WRITTEN REQUEST
Render as a JSON list of strings the lines starting with the line that contains "mask --target=open field" and going on through the end of the data below, one string per line, with blank lines left out.

Object outline annotations:
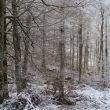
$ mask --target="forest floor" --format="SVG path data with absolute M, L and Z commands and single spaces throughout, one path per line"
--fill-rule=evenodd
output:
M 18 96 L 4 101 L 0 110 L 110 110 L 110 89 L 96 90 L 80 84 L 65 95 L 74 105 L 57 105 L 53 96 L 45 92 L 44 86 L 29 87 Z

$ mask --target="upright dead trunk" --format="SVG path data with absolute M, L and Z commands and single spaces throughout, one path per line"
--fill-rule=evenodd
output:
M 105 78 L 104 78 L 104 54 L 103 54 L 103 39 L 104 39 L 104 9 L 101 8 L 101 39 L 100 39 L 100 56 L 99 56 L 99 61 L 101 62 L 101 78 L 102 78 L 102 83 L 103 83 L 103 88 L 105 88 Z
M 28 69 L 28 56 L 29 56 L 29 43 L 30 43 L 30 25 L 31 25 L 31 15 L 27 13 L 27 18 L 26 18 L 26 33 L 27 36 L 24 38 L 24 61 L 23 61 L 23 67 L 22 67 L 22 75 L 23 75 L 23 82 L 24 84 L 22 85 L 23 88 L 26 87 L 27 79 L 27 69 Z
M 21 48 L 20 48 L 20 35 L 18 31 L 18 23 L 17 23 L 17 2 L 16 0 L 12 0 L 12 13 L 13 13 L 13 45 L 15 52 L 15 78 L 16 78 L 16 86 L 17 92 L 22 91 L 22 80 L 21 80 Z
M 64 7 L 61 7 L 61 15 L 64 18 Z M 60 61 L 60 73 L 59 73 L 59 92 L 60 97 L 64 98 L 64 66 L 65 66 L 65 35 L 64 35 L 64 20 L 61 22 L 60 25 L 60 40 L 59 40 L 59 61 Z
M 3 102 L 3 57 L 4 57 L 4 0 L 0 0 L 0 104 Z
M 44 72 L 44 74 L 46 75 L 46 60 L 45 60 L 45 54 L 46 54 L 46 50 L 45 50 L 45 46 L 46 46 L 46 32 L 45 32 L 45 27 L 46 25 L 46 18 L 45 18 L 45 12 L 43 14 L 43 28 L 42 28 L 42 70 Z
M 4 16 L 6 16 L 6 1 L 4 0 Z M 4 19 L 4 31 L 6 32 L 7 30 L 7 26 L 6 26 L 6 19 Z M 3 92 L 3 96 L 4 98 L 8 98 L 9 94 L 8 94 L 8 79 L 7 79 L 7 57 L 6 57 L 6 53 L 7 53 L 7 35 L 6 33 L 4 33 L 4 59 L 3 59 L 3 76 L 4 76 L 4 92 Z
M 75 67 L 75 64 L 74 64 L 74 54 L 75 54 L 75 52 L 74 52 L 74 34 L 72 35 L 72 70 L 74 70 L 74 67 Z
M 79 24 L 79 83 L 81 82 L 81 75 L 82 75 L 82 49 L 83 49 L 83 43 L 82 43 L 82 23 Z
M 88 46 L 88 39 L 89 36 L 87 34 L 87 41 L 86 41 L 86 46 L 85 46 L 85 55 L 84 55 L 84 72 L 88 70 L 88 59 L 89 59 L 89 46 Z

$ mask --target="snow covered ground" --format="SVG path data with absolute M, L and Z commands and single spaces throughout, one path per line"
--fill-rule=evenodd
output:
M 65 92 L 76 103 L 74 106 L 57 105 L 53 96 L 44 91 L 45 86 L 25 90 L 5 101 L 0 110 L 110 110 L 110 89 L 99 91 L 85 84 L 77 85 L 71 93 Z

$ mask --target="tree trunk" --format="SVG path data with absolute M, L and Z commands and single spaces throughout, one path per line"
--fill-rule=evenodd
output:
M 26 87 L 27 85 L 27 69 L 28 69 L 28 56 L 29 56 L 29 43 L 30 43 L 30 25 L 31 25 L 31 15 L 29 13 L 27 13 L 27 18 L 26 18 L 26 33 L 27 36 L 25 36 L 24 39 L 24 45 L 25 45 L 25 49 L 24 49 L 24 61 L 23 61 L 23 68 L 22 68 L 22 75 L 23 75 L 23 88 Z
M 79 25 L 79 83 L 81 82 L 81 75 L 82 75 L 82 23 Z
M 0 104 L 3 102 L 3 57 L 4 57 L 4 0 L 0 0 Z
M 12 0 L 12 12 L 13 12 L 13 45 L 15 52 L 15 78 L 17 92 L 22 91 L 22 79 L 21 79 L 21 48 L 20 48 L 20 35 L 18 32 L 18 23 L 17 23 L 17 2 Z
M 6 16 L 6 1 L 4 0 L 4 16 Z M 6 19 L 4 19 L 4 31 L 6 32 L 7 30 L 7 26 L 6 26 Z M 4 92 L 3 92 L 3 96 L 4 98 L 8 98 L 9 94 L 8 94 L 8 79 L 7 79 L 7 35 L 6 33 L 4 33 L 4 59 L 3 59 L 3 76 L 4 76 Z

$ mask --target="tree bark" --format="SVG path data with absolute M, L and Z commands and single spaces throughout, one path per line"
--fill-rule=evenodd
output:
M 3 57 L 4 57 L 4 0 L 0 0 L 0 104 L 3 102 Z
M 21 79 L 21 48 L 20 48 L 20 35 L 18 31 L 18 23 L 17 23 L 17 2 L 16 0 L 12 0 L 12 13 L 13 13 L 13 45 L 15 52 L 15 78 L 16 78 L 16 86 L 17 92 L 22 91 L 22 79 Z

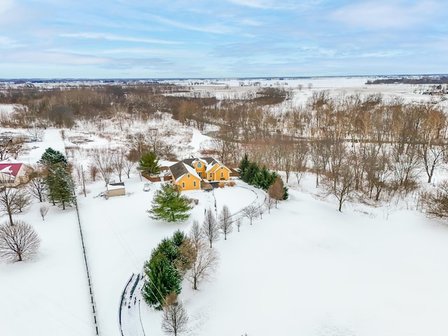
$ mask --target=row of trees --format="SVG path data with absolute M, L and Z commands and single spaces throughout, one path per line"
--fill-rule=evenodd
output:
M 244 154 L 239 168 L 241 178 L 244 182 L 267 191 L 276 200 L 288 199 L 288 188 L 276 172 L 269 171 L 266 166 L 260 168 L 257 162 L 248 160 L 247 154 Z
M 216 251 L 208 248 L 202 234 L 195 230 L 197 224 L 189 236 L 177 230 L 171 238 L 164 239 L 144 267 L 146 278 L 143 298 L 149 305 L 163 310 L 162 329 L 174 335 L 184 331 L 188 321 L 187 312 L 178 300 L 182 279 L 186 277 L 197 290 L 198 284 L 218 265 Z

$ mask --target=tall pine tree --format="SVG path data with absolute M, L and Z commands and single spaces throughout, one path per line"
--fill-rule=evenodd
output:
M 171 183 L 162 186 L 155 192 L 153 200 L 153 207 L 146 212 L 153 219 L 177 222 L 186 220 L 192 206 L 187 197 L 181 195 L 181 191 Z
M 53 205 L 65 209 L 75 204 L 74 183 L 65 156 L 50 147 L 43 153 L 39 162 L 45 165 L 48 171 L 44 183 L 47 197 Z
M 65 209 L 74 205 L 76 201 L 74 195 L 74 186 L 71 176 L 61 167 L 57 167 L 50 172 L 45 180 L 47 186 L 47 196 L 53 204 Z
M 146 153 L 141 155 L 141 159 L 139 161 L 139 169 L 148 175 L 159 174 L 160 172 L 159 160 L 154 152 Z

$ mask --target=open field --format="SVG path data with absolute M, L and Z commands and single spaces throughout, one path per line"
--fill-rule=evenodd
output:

RESULT OF THIS EXERCISE
[
  "$ mask --target=open field --format=\"SVG path data with absolute M, L and Z commands and single spaces throughout, one path per line\"",
  "--fill-rule=evenodd",
  "output:"
]